** Input records follows **

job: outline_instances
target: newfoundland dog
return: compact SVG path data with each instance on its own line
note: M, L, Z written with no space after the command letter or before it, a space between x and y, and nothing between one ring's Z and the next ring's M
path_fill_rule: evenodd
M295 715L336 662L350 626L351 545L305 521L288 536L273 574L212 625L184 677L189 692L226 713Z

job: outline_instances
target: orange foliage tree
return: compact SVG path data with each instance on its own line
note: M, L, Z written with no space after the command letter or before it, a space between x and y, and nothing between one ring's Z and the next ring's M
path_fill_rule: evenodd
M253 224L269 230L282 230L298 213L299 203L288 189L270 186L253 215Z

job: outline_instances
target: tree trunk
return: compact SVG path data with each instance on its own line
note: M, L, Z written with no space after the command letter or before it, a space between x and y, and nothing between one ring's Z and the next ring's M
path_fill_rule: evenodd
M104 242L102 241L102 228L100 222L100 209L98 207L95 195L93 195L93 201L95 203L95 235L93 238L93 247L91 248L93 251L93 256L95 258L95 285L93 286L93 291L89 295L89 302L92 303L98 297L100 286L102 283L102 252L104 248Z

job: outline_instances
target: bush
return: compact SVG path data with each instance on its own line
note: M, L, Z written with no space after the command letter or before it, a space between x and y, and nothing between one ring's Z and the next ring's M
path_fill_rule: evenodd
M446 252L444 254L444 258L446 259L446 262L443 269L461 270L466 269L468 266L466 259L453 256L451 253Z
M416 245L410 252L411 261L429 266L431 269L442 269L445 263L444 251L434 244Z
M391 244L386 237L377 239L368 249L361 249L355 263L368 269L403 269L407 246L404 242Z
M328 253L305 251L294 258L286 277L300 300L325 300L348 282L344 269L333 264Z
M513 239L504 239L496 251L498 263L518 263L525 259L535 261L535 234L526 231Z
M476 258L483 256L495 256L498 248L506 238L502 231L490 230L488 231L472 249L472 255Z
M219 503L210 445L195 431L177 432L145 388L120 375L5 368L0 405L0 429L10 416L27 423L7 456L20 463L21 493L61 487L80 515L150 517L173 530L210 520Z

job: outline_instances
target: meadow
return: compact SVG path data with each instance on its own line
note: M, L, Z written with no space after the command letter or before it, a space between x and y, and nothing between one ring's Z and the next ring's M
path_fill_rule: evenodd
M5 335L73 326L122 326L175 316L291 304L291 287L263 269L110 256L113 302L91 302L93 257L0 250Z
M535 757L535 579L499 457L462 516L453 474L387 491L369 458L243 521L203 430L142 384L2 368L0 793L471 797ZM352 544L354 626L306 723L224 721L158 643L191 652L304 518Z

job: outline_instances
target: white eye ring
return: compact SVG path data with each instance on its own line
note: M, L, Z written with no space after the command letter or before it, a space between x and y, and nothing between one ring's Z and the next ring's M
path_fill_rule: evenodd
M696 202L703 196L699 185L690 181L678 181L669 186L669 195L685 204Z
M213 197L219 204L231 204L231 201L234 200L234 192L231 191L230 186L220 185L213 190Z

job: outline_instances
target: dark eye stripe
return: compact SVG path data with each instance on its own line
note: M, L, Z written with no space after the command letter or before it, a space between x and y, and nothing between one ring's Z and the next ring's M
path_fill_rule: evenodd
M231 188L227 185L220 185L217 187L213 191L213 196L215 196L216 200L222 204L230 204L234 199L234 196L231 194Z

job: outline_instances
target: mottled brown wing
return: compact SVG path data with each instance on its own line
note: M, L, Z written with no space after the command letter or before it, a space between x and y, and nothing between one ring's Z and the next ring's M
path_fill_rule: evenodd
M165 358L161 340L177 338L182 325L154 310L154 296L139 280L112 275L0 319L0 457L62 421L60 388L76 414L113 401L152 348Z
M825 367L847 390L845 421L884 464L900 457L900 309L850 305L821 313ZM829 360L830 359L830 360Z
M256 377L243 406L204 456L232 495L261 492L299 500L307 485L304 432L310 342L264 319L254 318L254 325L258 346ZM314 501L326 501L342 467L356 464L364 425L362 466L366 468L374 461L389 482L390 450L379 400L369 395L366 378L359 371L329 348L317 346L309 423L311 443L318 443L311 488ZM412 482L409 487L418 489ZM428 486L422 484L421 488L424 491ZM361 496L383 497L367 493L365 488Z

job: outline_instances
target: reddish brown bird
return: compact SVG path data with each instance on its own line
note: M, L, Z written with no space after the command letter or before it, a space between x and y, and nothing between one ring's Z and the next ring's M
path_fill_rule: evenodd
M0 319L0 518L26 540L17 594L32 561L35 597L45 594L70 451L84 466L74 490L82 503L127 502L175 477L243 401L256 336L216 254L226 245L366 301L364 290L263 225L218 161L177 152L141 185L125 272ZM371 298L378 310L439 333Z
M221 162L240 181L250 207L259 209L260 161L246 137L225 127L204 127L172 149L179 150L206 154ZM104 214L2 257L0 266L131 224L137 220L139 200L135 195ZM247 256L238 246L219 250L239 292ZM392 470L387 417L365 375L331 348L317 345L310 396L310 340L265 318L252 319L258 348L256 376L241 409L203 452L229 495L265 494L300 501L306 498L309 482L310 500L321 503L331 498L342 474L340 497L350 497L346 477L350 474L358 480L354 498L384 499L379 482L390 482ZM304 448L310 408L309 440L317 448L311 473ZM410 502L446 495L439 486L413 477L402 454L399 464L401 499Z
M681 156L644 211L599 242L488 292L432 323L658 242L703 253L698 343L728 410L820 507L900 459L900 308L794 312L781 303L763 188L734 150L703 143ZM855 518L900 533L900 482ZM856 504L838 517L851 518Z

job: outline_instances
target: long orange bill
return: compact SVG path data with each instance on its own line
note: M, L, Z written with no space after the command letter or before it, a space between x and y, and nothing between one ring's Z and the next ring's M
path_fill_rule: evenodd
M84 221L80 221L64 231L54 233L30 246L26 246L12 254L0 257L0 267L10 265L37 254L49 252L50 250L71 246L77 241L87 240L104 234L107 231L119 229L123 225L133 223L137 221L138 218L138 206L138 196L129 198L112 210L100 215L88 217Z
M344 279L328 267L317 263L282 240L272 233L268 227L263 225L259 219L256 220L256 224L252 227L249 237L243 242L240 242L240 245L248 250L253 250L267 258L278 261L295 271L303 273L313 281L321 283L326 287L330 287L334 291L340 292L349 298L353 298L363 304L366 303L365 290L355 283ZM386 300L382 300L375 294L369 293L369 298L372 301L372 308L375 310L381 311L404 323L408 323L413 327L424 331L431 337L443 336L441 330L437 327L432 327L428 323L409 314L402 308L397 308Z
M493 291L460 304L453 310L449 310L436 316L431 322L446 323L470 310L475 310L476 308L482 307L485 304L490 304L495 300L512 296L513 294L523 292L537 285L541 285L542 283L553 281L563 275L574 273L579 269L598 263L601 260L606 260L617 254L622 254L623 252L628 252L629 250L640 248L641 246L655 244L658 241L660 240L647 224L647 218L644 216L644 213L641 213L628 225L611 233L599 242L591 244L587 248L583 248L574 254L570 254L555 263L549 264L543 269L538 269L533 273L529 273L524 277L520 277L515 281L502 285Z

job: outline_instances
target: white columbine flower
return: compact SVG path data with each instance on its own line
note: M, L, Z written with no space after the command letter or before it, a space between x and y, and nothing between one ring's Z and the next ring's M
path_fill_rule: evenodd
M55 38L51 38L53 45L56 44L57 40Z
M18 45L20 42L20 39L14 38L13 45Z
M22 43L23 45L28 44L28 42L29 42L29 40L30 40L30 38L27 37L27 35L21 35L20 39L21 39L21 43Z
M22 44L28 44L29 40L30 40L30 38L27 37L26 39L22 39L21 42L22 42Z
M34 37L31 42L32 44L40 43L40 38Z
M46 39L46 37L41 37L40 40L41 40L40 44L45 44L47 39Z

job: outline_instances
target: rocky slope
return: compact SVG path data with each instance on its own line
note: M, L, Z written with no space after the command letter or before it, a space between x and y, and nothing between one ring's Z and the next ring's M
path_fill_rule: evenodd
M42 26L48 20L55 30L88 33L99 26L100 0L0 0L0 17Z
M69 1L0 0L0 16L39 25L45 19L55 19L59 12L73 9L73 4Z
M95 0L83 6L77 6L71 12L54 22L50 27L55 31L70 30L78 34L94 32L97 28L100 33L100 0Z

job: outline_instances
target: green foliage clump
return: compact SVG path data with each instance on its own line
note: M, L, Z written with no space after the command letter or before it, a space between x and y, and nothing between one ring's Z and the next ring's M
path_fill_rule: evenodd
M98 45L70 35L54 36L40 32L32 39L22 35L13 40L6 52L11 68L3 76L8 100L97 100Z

** End of Input records **

## Task to carry out
Only a number is wanted. Count the lines of the data that contain "orange".

## Written answer
2